REQUIRED ACTION - Exact reproduction, images excluded: write out the records below.
━━ GIVEN RECORDS
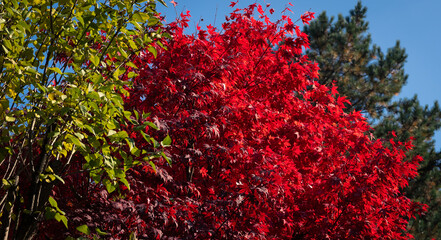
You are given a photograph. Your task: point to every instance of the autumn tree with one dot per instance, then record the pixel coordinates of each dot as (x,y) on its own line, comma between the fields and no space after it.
(62,99)
(370,78)
(260,149)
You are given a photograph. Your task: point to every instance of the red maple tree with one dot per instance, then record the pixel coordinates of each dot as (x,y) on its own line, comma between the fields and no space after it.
(260,150)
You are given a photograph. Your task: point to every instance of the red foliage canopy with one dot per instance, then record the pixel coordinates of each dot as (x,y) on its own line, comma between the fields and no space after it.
(260,150)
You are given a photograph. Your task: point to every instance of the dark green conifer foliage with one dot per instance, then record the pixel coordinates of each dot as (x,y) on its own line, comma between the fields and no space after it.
(366,75)
(370,78)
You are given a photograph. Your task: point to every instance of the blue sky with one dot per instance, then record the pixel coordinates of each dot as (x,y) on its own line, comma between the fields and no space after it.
(415,23)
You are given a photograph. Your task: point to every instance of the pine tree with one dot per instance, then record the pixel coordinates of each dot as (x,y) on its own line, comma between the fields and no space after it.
(370,79)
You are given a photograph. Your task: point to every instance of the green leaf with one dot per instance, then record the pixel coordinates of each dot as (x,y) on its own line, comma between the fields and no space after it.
(153,165)
(141,17)
(84,229)
(166,158)
(55,69)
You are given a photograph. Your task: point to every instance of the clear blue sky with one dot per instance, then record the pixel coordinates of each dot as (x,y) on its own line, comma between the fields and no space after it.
(417,24)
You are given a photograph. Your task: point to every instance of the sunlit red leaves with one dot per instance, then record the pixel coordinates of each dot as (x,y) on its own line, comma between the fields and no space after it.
(260,149)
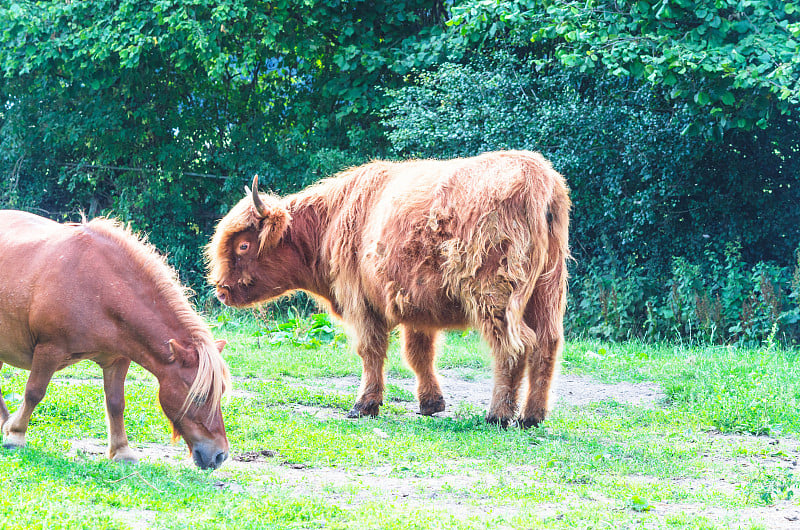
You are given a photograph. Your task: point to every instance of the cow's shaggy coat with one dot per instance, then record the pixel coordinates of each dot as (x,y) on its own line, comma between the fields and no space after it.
(427,245)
━━━━
SOLUTION BELOW -
You are given a photograph. Your task: point to every instance of the autumn tree with one dot per instance, then record the pixel coordinates of each dot as (x,y) on its own line, comma between the fields and no space after it.
(62,99)
(370,78)
(260,149)
You are given a photograph. Your task: point to every instance of the red maple tree with one dot per instance, then record the pixel coordinates of each dot as (x,y) on its own line, comma between the fields and no space after it.
(260,150)
You are given a photograph. Your task: point to every instance of the red foliage canopy with one dot per instance, then record the pixel coordinates of each dot as (x,y) on its own line, comma between the fields and no space after it.
(260,150)
You are given a photograph. Your task: point to every instance of the dark green conifer foliage with one dot per instance, then record the pixel coordinates of each dot as (x,y) on its own line, comma between the fields and no space after it.
(366,75)
(370,78)
You are given a photograph. Your task: point to every instance of the blue sky with one dot per instance, then record the pixel coordinates of each dot as (x,y) on its own line, comma between the fields and no space after it.
(415,23)
You are given a photograph. Your task: point to every instance of the pine tree with one dot per instance, then record the pixel coordinates of each dot as (x,y) on its own line, comma between the fields and no space after it.
(370,79)
You are given a photograph. Your task: point to every instance of the green leaf with one dot per instance, then record the pixel coordinates of each dot as (x,y) on its own line, comma between the fields and no space after it.
(153,165)
(141,17)
(84,229)
(166,158)
(55,69)
You are given a photograph. Your task: point to every instance of the clear blue sky with one dot per instance, then record the pixel coordinates of each dot as (x,y) on its own line, comma between the fields and no space after it.
(417,24)
You are given a photograph. Your task: point to every instance of the sunlit red leaves with one dot per instance, then record the pixel coordinates of each dot as (x,y) on its own line, comma between the fields and no space after it.
(260,149)
You are given a photograph. Your task: point to every instance of the cow's shaggy coat with one dot per instance, then record the pixel coordinates of each dot as (x,y) on its own line, comma between the fields and no space after it.
(427,245)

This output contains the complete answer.